**What you should do:** For every line in the material, produce an exact copy.

**Record set:**

++++++

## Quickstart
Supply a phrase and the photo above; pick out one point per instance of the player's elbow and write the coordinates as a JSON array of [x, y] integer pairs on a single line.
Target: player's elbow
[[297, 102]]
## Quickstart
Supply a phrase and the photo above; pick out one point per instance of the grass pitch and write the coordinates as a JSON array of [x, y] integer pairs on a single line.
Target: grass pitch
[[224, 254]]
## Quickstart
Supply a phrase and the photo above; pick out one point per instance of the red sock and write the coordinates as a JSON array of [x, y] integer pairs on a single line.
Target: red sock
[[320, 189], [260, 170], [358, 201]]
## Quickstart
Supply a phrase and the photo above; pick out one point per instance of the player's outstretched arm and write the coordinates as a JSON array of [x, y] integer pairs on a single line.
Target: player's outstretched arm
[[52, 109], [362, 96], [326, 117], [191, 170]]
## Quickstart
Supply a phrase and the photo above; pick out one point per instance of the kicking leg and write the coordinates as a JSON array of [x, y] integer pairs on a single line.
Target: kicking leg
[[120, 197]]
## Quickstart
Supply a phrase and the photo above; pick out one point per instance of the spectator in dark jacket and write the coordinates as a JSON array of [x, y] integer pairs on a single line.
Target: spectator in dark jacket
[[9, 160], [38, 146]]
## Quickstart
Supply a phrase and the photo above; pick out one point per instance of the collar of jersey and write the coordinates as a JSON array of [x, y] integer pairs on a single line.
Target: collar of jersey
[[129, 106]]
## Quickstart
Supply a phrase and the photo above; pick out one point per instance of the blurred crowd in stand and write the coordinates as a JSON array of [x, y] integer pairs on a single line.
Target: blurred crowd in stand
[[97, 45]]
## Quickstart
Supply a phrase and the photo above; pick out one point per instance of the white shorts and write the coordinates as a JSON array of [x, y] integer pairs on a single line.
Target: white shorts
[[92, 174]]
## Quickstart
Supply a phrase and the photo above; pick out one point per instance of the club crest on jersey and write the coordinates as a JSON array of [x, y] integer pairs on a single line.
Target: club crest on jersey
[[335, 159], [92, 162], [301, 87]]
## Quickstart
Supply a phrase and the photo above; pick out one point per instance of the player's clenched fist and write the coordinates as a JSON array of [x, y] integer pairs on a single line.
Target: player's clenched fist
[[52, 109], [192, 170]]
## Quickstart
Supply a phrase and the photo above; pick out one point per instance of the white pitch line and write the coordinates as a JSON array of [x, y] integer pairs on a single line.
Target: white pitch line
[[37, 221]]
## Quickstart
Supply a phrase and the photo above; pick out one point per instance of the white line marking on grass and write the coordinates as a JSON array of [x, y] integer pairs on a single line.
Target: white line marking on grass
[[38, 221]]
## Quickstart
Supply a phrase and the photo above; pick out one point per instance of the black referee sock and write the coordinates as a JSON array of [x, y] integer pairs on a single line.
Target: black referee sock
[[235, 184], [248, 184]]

++++++

**Exercise response:**
## Quickstart
Supply a phrase and the photo above; pick out one point per instance of the player's elbow and write the coordinates as a JSON array of [x, y] integer pairs on a single line.
Target: player's elbow
[[297, 102]]
## Quickstart
Supply a phrase and the photo above; pick out one point per instance of the grass pitch and write the coordinates as a JSON array of [x, y] integer pairs on a single line.
Target: grass pitch
[[224, 254]]
## Quickstart
Supply a phrase and the photo above; pick out one point per instance of the red sock and write the coordinates as a JSON array of [x, y] integer pairs on a single line.
Target: red sock
[[320, 189], [260, 170], [358, 201]]
## Quickstart
Supply a phrase and the photo above; pick out one point per instance of the player's outstretched arm and write the coordinates as a JSON array of [x, y] integer pairs on a single line.
Target: player's outstretched arm
[[52, 109], [362, 96], [326, 117], [191, 170]]
## Quickstart
Supply a phrase and the photo above; pick out one point per instance of the kicking leg and write the coordinates as a JSON array of [x, y] integer pairs on a single line.
Target: kicking leg
[[120, 197]]
## Quickstart
Supply a phrase and the photo above; pick out one point per instance of the spectator in dark jacket and write the coordinates as a JSON array of [x, y] integer pairs on a single line.
Target: spectator in dark jacket
[[9, 160], [38, 146]]
## Quickstart
Supply a phrase and the photo above; pick out one point per instance of the collar of jersey and write the coordinates as a JSON array of [x, y] integer pairs on a single line.
Target: collar of jersey
[[129, 106]]
## Quickstart
Supply a phrase and the photo above; pick out one point per instance of the blurred crowd in stand and write the coordinates as a JSON array of [x, y] integer pairs on a single line.
Target: blurred crowd in stand
[[97, 45]]
## Quickstart
Supply a phrase and the photo above; pick out one point per instance of the white shorts and write the coordinates as a JSON array of [x, y] integer pairs on a single line.
Target: white shorts
[[92, 174]]
## Quickstart
Supply a phrase and the photo above; pick out one point per instance of the club crest on jersey and write the coordinates as a JSON array of [x, y] integer pairs on a single line.
Target: club crest on jersey
[[335, 159], [92, 162], [301, 87]]
## Quickstart
Supply a phrase and the photo above; pick out one point per instance of the player's clenched fist and write the coordinates as a JSON array of [x, y] integer pairs on a single line.
Target: player's clenched fist
[[52, 109], [192, 170]]
## Quickstart
Supply a phrase and the photo above; pick out one point per instance of the white pitch line and write the coordinates as a JSON array of [x, y] integer pairs on a single line.
Target: white pitch line
[[37, 221]]
## Quickstart
Supply a phrase and the photo above; pick out one point per instance of the white line marking on grass and write the coordinates as a JSON array of [x, y] integer pairs on a single line.
Target: white line marking on grass
[[38, 221]]
## Quickstart
Supply a phrase and the photo above; pick out one point per instance of the black referee sock and write the coordinates as a JSON array of [x, y] integer pairs on a single line.
Target: black referee sock
[[235, 184], [248, 184]]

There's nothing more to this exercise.